### Excerpt provided
◇ ◇ ◇ ◇

As indicated in Table 1, the high concentration of the CS solution promotes the growth of the CS films, which increases the coating efficiency. However, if the concentration of CS exceeds 3%, the solution’s viscosity becomes too high for the application, and the dried modified EPS particles become bonded together and difficult to separate. The IFR system utilizes CS as a carbon and gas source. Therefore, EPS particles modified with CS, which has a high coating efficiency, will exhibit better thermal stability. For subsequent tests, 3CS-PDA@EPS particles will be used.
Figure 3 shows the morphology of the modified EPS particles at different PA concentrations. The strong ion–ion interaction between PA and CS results in the formation of a dense PA/CS coating on the PDA@EPS particles through complexation and deposition [65,80]. This process effectively eliminates the grooves on the surface of 3CS-PDA@EPS particles. Delamination of the coatings is observed in Figure 3b4, which is attributed to the low PA concentration and incomplete complexation of the underlying CS. With the increase in PA concentration, PA and CS are fully complexed on the modified EPS surface and the surface coatings show a wrinkled morphology; the thickness of the coatings is increased significantly from 2.83 μm (1CS-PDA@EPS) to 6.46 μm (6PA/3CS-PDA@EPS) and 9.23 μm (10PA/3CS-PDA@EPS), respectively, and no obvious delamination between the coatings is found. Therefore, it can be assumed that an increase in PA concentration will cause more PA to attach to the surface of the modified EPS particles and increase the thickness of the surface coating. In addition, the convex aggregates present on the coating surface are associated with the island growth of chitosan and the complexation deposition with PA/CS. As shown in Table 1, the mass of 3CS-PDA@EPS is increased from 8 g to 9.27 g (15.9%), 10.38 g (29.77%), and 11.16 g (39.45%), respectively, with increasing PA concentration. The alteration in the mass of modified EPS particles indicates the successful complexation and deposition of PA/CS coatings.

3.2. FTIR Analyses of EPS Samples

The FTIR spectra of EPS samples are shown in Figure 4. The absorption peaks of unmodified EPS at 698 and 755 cm−1 correspond to aromatic C-H bending vibration, the bands at 1449 and 1492 cm−1 are assigned to C=C stretching vibration in the aromatic ring [55,81]. The absorption peaks at 2849 and 2920 cm−1 correspond to the symmetric and asymmetric stretching vibrations of the CH2 group, respectively. The peak at 3060 cm−1 is attributed to C-H stretching vibration [82]. After the PDA-coating modification, the absorption peaks appearing at 1631 cm−1 in the PDA@EPS samples are attributed to the N-H bending vibration [83], and the broad peak at 3424 cm−1 is associated with the stretching vibrations of the catechol -OH and N-H groups [84]. The presence of these characteristic peaks of PDA indicates the successful preparation of PDA@EPS particles.

◇ ◇ ◇ ◇

### Goal of the exercise
Print the portion of the excerpt on modified EPS particles starting with "3.2. FTIR Analyses" and going on through "of PDA@EPS particles.". The data that follow come from a different source than the excerpt on modified EPS particles.

◇ ◇ ◇ ◇

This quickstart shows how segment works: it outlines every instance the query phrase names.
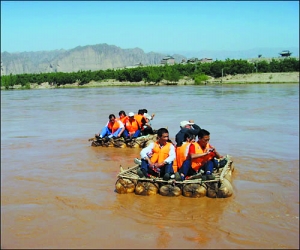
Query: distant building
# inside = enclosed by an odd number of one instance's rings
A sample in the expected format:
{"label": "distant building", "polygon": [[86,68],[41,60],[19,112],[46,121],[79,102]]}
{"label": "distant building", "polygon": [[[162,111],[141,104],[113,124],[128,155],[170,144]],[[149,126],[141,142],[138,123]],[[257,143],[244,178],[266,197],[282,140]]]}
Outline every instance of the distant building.
{"label": "distant building", "polygon": [[160,61],[160,63],[173,65],[173,64],[175,64],[175,59],[172,56],[166,56]]}
{"label": "distant building", "polygon": [[283,50],[281,53],[279,53],[279,55],[281,55],[282,57],[288,57],[292,54],[292,52],[290,52],[289,50]]}
{"label": "distant building", "polygon": [[196,62],[198,62],[198,58],[196,58],[196,57],[192,57],[187,60],[187,63],[196,63]]}

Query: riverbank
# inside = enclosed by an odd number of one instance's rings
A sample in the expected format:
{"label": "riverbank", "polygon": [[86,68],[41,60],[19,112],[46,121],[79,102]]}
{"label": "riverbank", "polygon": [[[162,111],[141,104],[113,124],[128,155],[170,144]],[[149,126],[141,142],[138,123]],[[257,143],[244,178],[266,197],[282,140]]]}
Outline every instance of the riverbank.
{"label": "riverbank", "polygon": [[[299,84],[299,72],[285,72],[285,73],[252,73],[252,74],[238,74],[238,75],[227,75],[220,78],[210,77],[207,81],[203,82],[206,84],[252,84],[252,83],[298,83]],[[78,88],[78,87],[106,87],[106,86],[161,86],[161,85],[194,85],[195,81],[190,77],[184,77],[178,82],[170,83],[163,80],[159,83],[146,83],[141,82],[119,82],[116,80],[105,80],[102,82],[91,81],[84,85],[79,83],[65,84],[56,86],[44,82],[40,85],[30,84],[30,89],[46,89],[46,88]],[[202,85],[201,84],[201,85]],[[4,90],[1,87],[1,90]],[[21,85],[14,85],[13,89],[22,89]]]}

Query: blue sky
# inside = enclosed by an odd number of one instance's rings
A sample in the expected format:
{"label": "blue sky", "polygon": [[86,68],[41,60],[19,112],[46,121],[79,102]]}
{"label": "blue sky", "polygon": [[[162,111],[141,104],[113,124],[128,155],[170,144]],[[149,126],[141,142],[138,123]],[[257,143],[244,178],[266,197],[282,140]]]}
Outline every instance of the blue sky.
{"label": "blue sky", "polygon": [[299,48],[298,1],[1,1],[1,52]]}

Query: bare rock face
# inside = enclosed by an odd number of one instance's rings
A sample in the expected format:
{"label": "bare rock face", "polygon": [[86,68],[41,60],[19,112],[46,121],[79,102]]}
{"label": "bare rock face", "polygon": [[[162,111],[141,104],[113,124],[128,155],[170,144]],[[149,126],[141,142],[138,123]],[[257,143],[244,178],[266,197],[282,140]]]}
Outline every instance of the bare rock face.
{"label": "bare rock face", "polygon": [[[139,48],[121,49],[108,44],[78,46],[70,50],[1,53],[1,75],[77,72],[160,64],[165,57]],[[177,55],[180,62],[184,56]]]}

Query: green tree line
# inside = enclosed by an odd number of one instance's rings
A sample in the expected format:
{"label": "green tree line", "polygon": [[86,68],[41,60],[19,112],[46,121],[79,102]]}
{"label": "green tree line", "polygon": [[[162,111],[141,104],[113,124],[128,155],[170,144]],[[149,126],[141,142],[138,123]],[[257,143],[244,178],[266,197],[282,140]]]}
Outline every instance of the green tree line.
{"label": "green tree line", "polygon": [[272,59],[270,62],[260,60],[248,62],[247,60],[226,59],[225,61],[214,61],[211,63],[187,63],[164,66],[139,66],[136,68],[107,69],[97,71],[78,71],[72,73],[53,72],[39,74],[16,74],[1,76],[1,86],[6,89],[14,85],[30,88],[30,84],[41,84],[48,82],[60,86],[77,82],[84,85],[90,81],[101,82],[115,79],[120,82],[154,82],[161,80],[177,82],[180,78],[187,76],[194,80],[204,80],[207,76],[221,77],[235,74],[269,73],[269,72],[295,72],[299,71],[299,59],[285,58],[282,60]]}

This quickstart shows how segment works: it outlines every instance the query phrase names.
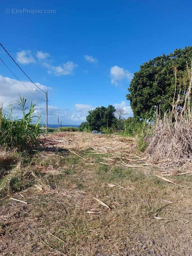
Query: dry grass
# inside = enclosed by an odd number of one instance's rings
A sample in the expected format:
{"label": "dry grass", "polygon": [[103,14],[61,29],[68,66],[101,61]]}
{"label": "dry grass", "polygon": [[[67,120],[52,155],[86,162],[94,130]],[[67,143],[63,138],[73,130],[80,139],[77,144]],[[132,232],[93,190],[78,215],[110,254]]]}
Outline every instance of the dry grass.
{"label": "dry grass", "polygon": [[75,132],[49,134],[42,139],[45,146],[76,150],[93,149],[102,153],[122,153],[132,155],[135,149],[135,140],[118,135],[96,135],[88,132]]}
{"label": "dry grass", "polygon": [[[163,120],[157,115],[146,151],[155,163],[172,169],[187,164],[189,164],[189,167],[192,163],[192,62],[179,84],[176,69],[175,72],[175,93],[172,109],[165,113]],[[185,92],[183,94],[180,92],[175,100],[176,87],[180,88],[181,84]]]}
{"label": "dry grass", "polygon": [[[107,151],[52,149],[31,159],[28,170],[40,176],[10,194],[19,201],[0,200],[0,255],[190,255],[191,189],[100,164]],[[172,179],[191,185],[190,176]]]}

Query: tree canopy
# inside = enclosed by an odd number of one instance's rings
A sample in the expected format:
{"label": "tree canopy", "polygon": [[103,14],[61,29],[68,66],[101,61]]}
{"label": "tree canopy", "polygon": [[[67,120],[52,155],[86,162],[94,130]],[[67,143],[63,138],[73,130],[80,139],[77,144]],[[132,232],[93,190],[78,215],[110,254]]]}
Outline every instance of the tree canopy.
{"label": "tree canopy", "polygon": [[[126,95],[134,117],[152,120],[157,108],[164,111],[171,107],[175,91],[174,69],[181,77],[192,57],[192,46],[175,50],[168,55],[163,54],[144,63],[134,74]],[[177,87],[176,95],[181,84]]]}
{"label": "tree canopy", "polygon": [[92,130],[100,131],[101,127],[107,126],[107,123],[108,127],[111,127],[116,119],[115,111],[115,107],[112,105],[109,105],[107,108],[102,106],[91,110],[88,111],[89,114],[86,118],[88,124]]}

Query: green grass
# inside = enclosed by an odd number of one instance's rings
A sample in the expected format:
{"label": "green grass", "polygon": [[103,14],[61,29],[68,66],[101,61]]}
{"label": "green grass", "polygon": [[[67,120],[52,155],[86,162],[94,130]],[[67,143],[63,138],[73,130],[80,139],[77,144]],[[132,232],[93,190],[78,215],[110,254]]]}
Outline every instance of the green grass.
{"label": "green grass", "polygon": [[[10,104],[10,112],[3,114],[0,108],[0,145],[8,148],[14,148],[19,150],[31,150],[39,146],[41,129],[39,124],[40,116],[37,116],[35,104],[26,107],[26,100],[20,96],[20,101],[16,101],[16,108],[21,111],[22,117],[13,118],[12,106]],[[34,118],[36,124],[32,123]]]}

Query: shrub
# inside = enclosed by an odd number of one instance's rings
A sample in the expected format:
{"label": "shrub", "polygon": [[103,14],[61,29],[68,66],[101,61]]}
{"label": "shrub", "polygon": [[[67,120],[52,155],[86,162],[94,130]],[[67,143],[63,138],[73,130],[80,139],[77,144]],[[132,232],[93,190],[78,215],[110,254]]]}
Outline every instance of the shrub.
{"label": "shrub", "polygon": [[[23,116],[20,119],[13,118],[12,105],[10,104],[10,113],[3,114],[0,108],[0,146],[8,148],[15,148],[18,150],[31,149],[40,145],[41,130],[39,124],[40,116],[35,114],[35,104],[31,103],[27,112],[26,100],[20,97],[20,101],[17,101],[17,108],[21,110]],[[32,122],[37,118],[35,125]]]}

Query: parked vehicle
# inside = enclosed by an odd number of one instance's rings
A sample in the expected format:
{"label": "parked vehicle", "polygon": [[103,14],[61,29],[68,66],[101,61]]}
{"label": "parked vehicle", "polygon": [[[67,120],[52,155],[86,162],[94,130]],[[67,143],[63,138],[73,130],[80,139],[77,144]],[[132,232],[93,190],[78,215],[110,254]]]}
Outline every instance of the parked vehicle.
{"label": "parked vehicle", "polygon": [[103,134],[102,132],[98,132],[98,131],[92,131],[92,133],[93,134]]}

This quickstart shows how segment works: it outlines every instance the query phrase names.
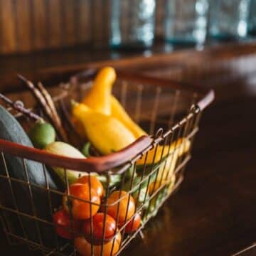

◇ ◇ ◇ ◇

### Result
3.2. FTIR Analyses of EPS Samples

The FTIR spectra of EPS samples are shown in Figure 4. The absorption peaks of unmodified EPS at 698 and 755 cm−1 correspond to aromatic C-H bending vibration, the bands at 1449 and 1492 cm−1 are assigned to C=C stretching vibration in the aromatic ring [55,81]. The absorption peaks at 2849 and 2920 cm−1 correspond to the symmetric and asymmetric stretching vibrations of the CH2 group, respectively. The peak at 3060 cm−1 is attributed to C-H stretching vibration [82]. After the PDA-coating modification, the absorption peaks appearing at 1631 cm−1 in the PDA@EPS samples are attributed to the N-H bending vibration [83], and the broad peak at 3424 cm−1 is associated with the stretching vibrations of the catechol -OH and N-H groups [84]. The presence of these characteristic peaks of PDA indicates the successful preparation of PDA@EPS particles.